- STATED EXERCISE 1 -
According to the plot summary of the Shakespeare study, what does Eagleton call the method he uses in it?
◆ ◆ ◆ ◆ ◆
Nonfiction | Book | Adult | Published in 1986

Plot Summary

Terry Eagleton, a prominent Marxist literary critic, presents this study as an exercise in "political semiotics," a method that locates history within the language of Shakespeare's texts rather than treating the plays as conventional historical documents. Organized thematically rather than chronologically, the book examines Shakespeare's major plays through a sustained argument about the interrelations of language, desire, law, money, and the body. Eagleton writes with characteristic wit, noting that Shakespeare seems so familiar with the ideas of thinkers like Hegel, Marx, and Freud that the plays anticipate the concerns of contemporary critical theory.

The opening chapter, "Language," identifies a fundamental contradiction in Shakespeare's work. A stable system of signs, in which each word securely corresponds to its meaning, is integral to any well-ordered political state, yet Shakespeare's extravagant punning, riddling, and metaphor-making constantly threaten to destabilize those meanings. His political commitment to social order is at odds with the restless language in which that commitment is expressed.
◆ ◆ ◆ ◆ ◆
- STATED EXERCISE 2 -
Rewrite all of the rows below, changing every "instance" to "occurrence" and leaving everything else unchanged.

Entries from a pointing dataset
◆ ◆ ◆ ◆ ◆
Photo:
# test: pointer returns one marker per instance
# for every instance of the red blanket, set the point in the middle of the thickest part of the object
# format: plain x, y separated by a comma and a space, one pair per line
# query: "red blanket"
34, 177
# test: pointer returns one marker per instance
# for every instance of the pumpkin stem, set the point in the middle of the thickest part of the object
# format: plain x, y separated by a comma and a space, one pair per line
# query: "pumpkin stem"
◆ ◆ ◆ ◆ ◆
- FINAL RESULT 1 -
Political semiotics.

- FINAL RESULT 2 -
Photo:
# test: pointer returns one marker per occurrence
# for every occurrence of the red blanket, set the point in the middle of the thickest part of the object
# format: plain x, y separated by a comma and a space, one pair per line
# query: "red blanket"
34, 177
# test: pointer returns one marker per occurrence
# for every occurrence of the pumpkin stem, set the point in the middle of the thickest part of the object
# format: plain x, y separated by a comma and a space, one pair per line
# query: "pumpkin stem"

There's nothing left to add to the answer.